(Working data begins)

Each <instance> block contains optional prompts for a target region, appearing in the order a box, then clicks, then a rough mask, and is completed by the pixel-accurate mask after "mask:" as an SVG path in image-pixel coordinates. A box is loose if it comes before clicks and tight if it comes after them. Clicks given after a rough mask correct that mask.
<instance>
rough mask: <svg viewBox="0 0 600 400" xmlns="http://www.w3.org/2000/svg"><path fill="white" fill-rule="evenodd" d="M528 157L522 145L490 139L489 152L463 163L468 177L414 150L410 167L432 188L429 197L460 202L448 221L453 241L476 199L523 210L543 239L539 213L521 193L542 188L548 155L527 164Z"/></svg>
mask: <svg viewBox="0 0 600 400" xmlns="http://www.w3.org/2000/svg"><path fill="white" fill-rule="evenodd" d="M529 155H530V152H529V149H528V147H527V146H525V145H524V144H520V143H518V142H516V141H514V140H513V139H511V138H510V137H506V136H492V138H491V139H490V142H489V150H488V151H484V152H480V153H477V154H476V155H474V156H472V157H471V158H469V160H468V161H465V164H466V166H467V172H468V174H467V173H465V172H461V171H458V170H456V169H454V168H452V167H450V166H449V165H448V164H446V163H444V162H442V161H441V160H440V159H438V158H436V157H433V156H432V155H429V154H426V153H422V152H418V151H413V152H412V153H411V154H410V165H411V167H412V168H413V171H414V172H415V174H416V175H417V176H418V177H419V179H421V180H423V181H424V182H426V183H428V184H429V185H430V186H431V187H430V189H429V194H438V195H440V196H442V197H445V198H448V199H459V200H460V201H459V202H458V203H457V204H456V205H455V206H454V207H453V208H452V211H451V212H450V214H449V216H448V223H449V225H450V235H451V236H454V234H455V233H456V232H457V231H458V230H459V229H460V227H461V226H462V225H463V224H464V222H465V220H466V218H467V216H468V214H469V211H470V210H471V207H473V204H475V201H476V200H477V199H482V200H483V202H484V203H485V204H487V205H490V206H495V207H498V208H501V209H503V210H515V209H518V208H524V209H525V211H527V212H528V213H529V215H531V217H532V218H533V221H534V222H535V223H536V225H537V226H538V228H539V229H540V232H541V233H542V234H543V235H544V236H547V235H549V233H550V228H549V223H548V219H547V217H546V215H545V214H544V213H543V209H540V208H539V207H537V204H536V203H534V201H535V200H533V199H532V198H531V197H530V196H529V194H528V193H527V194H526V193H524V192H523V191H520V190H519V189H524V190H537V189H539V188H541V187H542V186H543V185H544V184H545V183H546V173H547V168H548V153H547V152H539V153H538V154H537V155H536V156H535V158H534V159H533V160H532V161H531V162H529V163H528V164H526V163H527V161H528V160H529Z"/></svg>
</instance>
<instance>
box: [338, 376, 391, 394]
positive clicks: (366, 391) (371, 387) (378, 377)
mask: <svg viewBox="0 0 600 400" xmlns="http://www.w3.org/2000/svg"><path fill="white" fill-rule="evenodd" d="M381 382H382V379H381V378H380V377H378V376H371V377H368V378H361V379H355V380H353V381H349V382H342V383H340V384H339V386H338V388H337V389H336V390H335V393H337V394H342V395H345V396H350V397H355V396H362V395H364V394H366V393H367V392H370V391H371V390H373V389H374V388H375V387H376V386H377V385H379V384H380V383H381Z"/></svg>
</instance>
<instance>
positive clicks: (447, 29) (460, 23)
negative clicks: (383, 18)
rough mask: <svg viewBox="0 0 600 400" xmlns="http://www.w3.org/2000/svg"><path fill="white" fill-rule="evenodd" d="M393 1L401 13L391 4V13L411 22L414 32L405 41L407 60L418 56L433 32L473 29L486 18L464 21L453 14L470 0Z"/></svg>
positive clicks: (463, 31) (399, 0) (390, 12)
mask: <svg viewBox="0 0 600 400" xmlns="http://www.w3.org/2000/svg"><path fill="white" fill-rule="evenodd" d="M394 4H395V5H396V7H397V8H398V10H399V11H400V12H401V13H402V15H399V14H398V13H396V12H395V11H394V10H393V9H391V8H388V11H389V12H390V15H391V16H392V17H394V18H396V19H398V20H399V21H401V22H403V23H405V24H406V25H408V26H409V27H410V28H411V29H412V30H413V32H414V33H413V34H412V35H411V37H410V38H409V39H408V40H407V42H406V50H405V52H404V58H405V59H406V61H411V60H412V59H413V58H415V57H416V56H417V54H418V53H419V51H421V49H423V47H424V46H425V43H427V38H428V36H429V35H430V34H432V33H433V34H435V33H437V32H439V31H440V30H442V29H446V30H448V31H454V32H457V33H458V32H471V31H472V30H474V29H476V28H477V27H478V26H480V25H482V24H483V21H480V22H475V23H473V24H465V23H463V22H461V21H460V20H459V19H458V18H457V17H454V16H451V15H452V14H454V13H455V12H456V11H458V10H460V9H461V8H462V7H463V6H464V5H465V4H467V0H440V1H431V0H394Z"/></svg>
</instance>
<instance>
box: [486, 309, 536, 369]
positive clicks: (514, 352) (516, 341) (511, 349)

(Working data ends)

Nothing in the records should change when you repeat them all.

▶ [Output for this task]:
Each <instance> block contains optional prompts for a target region, appearing in the order a box, then clicks, then a rough mask, and is completed by the pixel-accurate mask after "mask:" as an SVG path in image-pixel coordinates. A box is loose if it comes before clicks and tight if it comes after them. Clicks given after a rough mask correct that mask.
<instance>
rough mask: <svg viewBox="0 0 600 400" xmlns="http://www.w3.org/2000/svg"><path fill="white" fill-rule="evenodd" d="M528 157L522 145L490 139L489 152L463 163L468 177L414 150L410 167L432 188L429 197L460 202L448 221L453 241L476 199L523 210L543 239L539 213L521 193L542 188L548 155L527 164Z"/></svg>
mask: <svg viewBox="0 0 600 400" xmlns="http://www.w3.org/2000/svg"><path fill="white" fill-rule="evenodd" d="M529 155H530V152H529V149H528V147H527V146H525V145H524V144H520V143H518V142H516V141H514V140H513V139H511V138H510V137H506V136H492V138H491V139H490V142H489V150H488V151H484V152H480V153H477V154H476V155H474V156H472V157H471V158H469V160H468V161H465V164H466V166H467V172H468V174H467V173H465V172H461V171H458V170H456V169H454V168H452V167H450V166H449V165H448V164H446V163H444V162H442V161H441V160H440V159H438V158H436V157H433V156H432V155H429V154H426V153H422V152H418V151H413V152H412V153H411V154H410V165H411V167H412V168H413V171H414V172H415V174H416V175H417V176H418V177H419V179H421V180H423V181H424V182H426V183H428V184H429V185H430V186H431V187H430V189H429V194H438V195H440V196H442V197H445V198H448V199H459V200H460V201H459V202H458V203H457V204H456V205H455V206H454V207H453V208H452V211H451V212H450V214H449V216H448V223H449V225H450V235H451V236H454V234H455V233H456V232H457V231H458V230H459V229H460V227H461V226H462V225H463V224H464V222H465V220H466V218H467V216H468V214H469V211H470V210H471V207H473V204H475V201H476V200H477V199H482V200H483V202H484V203H485V204H487V205H490V206H495V207H498V208H501V209H503V210H515V209H518V208H524V209H525V211H527V212H528V213H529V215H531V217H532V218H533V221H534V222H535V223H536V225H537V226H538V228H539V229H540V232H541V233H542V234H543V235H544V236H547V235H549V233H550V228H549V223H548V219H547V217H546V215H545V214H544V213H543V209H540V208H539V207H537V204H536V203H534V201H535V200H533V199H532V198H531V197H530V196H529V194H528V193H527V194H526V193H524V192H523V191H520V190H519V189H524V190H537V189H539V188H541V187H542V186H543V185H544V184H545V183H546V173H547V168H548V153H547V152H539V153H538V154H537V155H536V156H535V158H534V159H533V160H532V161H531V162H529V163H528V164H526V163H527V161H528V160H529Z"/></svg>
</instance>
<instance>
box: [338, 376, 391, 394]
positive clicks: (366, 391) (371, 387) (378, 377)
mask: <svg viewBox="0 0 600 400" xmlns="http://www.w3.org/2000/svg"><path fill="white" fill-rule="evenodd" d="M381 382H382V379H381V378H380V377H378V376H371V377H368V378H361V379H355V380H353V381H349V382H342V383H340V384H339V386H338V388H337V389H336V390H335V393H337V394H342V395H345V396H350V397H355V396H362V395H364V394H366V393H367V392H370V391H371V390H373V389H374V388H375V387H376V386H377V385H379V384H380V383H381Z"/></svg>
</instance>
<instance>
positive clicks: (447, 29) (460, 23)
negative clicks: (383, 18)
rough mask: <svg viewBox="0 0 600 400" xmlns="http://www.w3.org/2000/svg"><path fill="white" fill-rule="evenodd" d="M393 1L401 13L391 4V13L411 22L414 32L405 41L407 60L418 56L433 32L473 29L486 18L464 21L453 14L470 0Z"/></svg>
positive clicks: (463, 31) (399, 0) (390, 12)
mask: <svg viewBox="0 0 600 400" xmlns="http://www.w3.org/2000/svg"><path fill="white" fill-rule="evenodd" d="M394 4H395V5H396V7H397V8H398V10H399V11H400V12H401V13H402V15H399V14H398V13H396V12H395V11H394V10H393V9H391V8H388V11H389V12H390V15H391V16H392V17H394V18H396V19H398V20H399V21H401V22H403V23H405V24H406V25H408V26H409V27H410V28H411V29H412V30H413V32H414V33H413V34H412V35H411V37H410V38H409V39H408V40H407V42H406V50H405V52H404V58H405V59H406V61H411V60H412V59H413V58H415V57H416V56H417V54H418V53H419V51H421V49H423V47H424V46H425V43H427V38H428V36H429V35H430V34H432V33H433V34H435V33H437V32H439V31H440V30H442V29H446V30H448V31H454V32H457V33H458V32H471V31H472V30H474V29H476V28H477V27H478V26H480V25H482V24H483V21H480V22H475V23H473V24H465V23H463V22H461V21H460V20H459V19H458V18H457V17H454V16H451V15H452V14H454V13H455V12H456V11H458V10H460V9H461V8H462V7H463V6H464V5H465V4H467V0H440V1H431V0H394Z"/></svg>
</instance>
<instance>
box: [486, 309, 536, 369]
positive clicks: (514, 352) (516, 341) (511, 349)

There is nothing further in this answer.